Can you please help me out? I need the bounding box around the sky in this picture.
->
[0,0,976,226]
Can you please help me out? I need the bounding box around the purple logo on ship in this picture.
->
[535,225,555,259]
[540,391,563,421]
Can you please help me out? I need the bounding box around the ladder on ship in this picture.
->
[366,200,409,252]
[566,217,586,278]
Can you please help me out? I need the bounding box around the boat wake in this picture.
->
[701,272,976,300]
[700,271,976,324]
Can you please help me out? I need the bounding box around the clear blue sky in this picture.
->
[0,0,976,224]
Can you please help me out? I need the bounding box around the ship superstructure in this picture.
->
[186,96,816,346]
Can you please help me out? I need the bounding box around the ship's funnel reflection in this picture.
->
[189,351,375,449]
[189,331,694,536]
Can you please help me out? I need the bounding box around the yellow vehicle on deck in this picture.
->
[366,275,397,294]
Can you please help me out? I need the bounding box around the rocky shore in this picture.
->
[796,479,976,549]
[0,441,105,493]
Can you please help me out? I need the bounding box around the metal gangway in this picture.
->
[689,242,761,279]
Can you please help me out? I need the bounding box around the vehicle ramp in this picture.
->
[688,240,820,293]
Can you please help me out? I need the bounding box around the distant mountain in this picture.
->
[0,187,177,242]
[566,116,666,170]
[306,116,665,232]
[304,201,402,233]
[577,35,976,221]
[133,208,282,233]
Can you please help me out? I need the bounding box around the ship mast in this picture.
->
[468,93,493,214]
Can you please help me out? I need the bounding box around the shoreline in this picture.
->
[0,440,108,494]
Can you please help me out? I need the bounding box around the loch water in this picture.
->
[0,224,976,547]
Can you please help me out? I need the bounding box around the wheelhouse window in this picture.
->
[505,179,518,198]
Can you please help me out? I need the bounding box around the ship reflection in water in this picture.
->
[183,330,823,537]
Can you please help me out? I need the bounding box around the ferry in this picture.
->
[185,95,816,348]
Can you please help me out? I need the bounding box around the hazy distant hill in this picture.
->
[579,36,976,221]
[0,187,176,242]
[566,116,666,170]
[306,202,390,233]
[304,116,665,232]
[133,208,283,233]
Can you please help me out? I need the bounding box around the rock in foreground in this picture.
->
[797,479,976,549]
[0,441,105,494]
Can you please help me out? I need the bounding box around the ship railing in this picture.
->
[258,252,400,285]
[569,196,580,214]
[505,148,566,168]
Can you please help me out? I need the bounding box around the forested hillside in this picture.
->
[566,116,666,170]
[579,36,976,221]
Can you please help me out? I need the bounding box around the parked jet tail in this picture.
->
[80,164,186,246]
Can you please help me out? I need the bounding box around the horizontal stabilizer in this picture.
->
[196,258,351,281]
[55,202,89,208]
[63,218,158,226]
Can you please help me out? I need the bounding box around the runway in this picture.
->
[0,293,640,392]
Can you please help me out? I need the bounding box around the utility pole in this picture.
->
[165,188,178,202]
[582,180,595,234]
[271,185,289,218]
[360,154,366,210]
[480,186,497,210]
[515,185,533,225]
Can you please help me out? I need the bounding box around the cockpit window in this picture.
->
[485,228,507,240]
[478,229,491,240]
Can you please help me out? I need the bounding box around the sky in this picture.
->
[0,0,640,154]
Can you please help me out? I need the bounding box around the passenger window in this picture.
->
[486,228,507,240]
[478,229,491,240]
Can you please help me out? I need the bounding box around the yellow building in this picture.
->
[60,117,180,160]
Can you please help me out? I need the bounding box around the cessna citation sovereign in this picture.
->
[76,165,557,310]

══════════

Give the items above as a two-column CSV with the headers "prompt" and "response" and one row per item. Put each item's text and its answer in their own quoted field, with any line breaks turned into spaces.

prompt,response
"Can you please help me out? I need the bounding box around the sky in this picture. ->","[0,0,976,226]"
"Can you please help me out? I need the bounding box around the purple logo on ship in this picture. ->","[535,225,555,259] [540,391,563,421]"
"Can you please help me out? I need the bounding box around the ladder on ship in this picture. ->","[366,200,409,252] [566,217,586,278]"
"Can you please help me out? I need the bounding box around the boat wake in this picture. ->","[701,272,976,300] [700,271,976,324]"
"Can you please help me out? I need the bounding box around the clear blue sky in this picture. ->","[0,0,976,224]"
"Can you please help me out? I need the bounding box around the ship superstructure in this picture. ->","[186,96,816,346]"
"Can you please help me out? I need the bounding box around the ship's funnel reflection in this picture. ->","[189,351,375,449] [189,331,694,536]"
"Can you please help me out? I need the bounding box around the yellow vehicle on deck in this picture. ->","[366,275,397,294]"
"Can you please help me out? I need the bounding box around the rocky shore in this picture. ->","[796,479,976,549] [0,441,105,493]"
"Can you please help me out? I need the bounding box around the metal gangway in this picture. ->","[689,242,761,279]"
"Can you please help me out? I need the bounding box around the vehicle ramp in this picture. ->","[688,240,820,293]"
"Can you please help me out? I need the bounding box around the distant mountain in this picture. ->","[0,187,177,242] [566,116,666,170] [306,116,665,232] [304,201,402,233] [577,35,976,221] [133,208,282,233]"
"Can you please help me out? I need the bounding box around the ship mast in this picture. ->","[468,93,493,214]"
"Can you please help me out? I need the bounding box around the shoreline in this picture. ->","[0,440,108,494]"
"Can you please help me out? I need the bounding box around the loch water in this picture. ->","[0,224,976,547]"
"Can you please help me out? I need the bounding box around the wheelhouse window in this picture. ->","[505,179,518,198]"
"Can you please help me out? I need the bounding box around the ship reflection in water in this picture. ->","[183,330,823,537]"
"Can you please help me out? I need the bounding box around the ferry in this picture. ->","[185,95,816,348]"
"Can you please help me out? I need the bounding box around the hazy distant hill in this picture. ->","[579,36,976,221] [0,187,176,242] [566,116,666,170] [306,202,390,233] [304,116,665,232] [133,208,283,233]"
"Can you please help me out? I need the bounding box around the rock in foreground in this picture. ->","[797,479,976,549] [0,441,105,494]"
"Can you please help me out? I need the bounding box around the ship railing in this picture. ->","[258,252,400,285] [569,196,580,214] [505,148,566,168]"
"Can you please help me out? I need the bounding box around the forested hillside in this picture. ->","[566,116,666,170] [579,36,976,221]"
"Can you please help me out? I need the bounding box around the parked jet tail in this picture. ->","[80,164,186,246]"
"Can you please help me out? I need the bounding box around the horizontal stabilizer in this picture. ->","[196,258,351,281] [55,202,89,208] [63,218,158,226]"
"Can you please help me out? I need the bounding box around the runway in this picture. ->","[0,293,640,392]"
"Can you please help me out? I need the bounding box around the utility pole in this picture. ->","[165,188,178,202] [582,180,595,234] [271,185,289,218] [360,154,366,210] [480,186,497,210] [515,185,533,225]"
"Can you please help me out? I need the bounding box around the cockpit window in this picture. ->","[485,228,507,240] [478,229,491,240]"
"Can you please help me out? I need the bounding box around the sky in this picture. ->","[0,0,640,154]"
"Can you please help me out? I need the bounding box around the passenger window in this picture. ->","[486,228,507,240] [478,229,491,240]"
"Can you please help me out? I need the bounding box around the yellow building in this picture. ->","[60,117,180,160]"
"Can you please help me out? I need the bounding box around the cessna citation sovereign in this picture. ->","[76,165,557,310]"